▶ **Your goal**
In the records below, find the line with "Target: wooden plank" and the line with "Target: truck wheel". Print both exactly, along with every line between them, and no other line.

====== Given records ======

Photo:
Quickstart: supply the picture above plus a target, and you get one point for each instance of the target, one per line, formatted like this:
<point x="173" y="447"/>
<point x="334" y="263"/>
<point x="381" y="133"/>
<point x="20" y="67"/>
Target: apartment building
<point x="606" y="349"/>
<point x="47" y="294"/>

======
====== Given records ======

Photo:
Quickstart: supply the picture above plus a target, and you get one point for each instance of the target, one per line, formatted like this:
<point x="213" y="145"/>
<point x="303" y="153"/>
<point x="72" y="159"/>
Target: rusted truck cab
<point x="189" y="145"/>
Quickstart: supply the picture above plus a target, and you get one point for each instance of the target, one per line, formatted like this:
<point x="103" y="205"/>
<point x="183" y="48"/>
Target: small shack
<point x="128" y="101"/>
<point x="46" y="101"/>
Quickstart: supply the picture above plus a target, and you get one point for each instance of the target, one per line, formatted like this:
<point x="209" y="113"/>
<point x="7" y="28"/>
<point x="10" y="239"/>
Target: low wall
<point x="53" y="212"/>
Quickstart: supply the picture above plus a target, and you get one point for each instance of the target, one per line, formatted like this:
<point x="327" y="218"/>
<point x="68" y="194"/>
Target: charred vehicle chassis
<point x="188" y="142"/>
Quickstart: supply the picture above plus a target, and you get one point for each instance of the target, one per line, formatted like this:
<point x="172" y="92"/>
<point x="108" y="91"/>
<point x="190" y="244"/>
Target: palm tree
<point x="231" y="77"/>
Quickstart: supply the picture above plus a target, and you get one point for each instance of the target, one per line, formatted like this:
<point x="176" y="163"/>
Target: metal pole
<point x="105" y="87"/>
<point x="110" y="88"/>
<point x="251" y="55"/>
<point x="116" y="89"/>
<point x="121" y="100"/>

======
====== Given records ======

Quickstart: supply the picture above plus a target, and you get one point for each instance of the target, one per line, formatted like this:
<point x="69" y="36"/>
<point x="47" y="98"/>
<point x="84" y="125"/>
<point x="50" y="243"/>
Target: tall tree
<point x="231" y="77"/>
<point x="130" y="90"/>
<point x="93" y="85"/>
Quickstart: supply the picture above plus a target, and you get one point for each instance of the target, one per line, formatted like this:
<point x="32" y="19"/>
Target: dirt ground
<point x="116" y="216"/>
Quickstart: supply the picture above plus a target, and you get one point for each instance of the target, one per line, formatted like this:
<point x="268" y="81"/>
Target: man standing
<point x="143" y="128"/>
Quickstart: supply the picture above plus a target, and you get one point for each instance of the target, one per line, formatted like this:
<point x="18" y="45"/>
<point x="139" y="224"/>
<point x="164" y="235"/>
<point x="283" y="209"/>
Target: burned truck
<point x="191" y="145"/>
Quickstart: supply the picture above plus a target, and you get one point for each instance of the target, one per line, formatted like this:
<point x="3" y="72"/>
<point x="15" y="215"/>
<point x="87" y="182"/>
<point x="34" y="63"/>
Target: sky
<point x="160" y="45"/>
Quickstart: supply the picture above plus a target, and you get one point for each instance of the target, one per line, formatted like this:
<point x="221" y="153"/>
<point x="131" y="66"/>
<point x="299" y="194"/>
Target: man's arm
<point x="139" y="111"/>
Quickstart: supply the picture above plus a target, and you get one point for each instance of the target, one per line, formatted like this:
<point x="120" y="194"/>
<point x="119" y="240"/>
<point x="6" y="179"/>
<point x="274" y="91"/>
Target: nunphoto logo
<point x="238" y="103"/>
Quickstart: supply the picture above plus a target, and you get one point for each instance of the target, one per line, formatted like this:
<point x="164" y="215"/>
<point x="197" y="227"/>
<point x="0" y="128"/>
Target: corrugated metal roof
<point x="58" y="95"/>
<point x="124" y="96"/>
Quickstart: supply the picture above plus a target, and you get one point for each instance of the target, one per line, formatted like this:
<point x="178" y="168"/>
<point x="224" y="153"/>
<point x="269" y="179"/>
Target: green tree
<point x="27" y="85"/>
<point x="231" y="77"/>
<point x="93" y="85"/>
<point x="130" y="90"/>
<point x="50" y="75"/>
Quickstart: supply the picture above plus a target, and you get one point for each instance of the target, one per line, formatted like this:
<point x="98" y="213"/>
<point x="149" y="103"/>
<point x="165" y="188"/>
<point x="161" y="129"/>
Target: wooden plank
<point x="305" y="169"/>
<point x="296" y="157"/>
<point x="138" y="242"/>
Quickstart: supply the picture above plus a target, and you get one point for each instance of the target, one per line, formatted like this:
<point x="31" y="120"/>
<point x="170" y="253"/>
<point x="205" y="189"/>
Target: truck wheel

======

▶ **Exercise output**
Target: wooden plank
<point x="305" y="169"/>
<point x="296" y="157"/>
<point x="138" y="242"/>
Quickstart: supply the picture above plus a target, and you get one point for each instance of the target, one per line, formatted like this:
<point x="31" y="120"/>
<point x="170" y="253"/>
<point x="205" y="189"/>
Target: truck wheel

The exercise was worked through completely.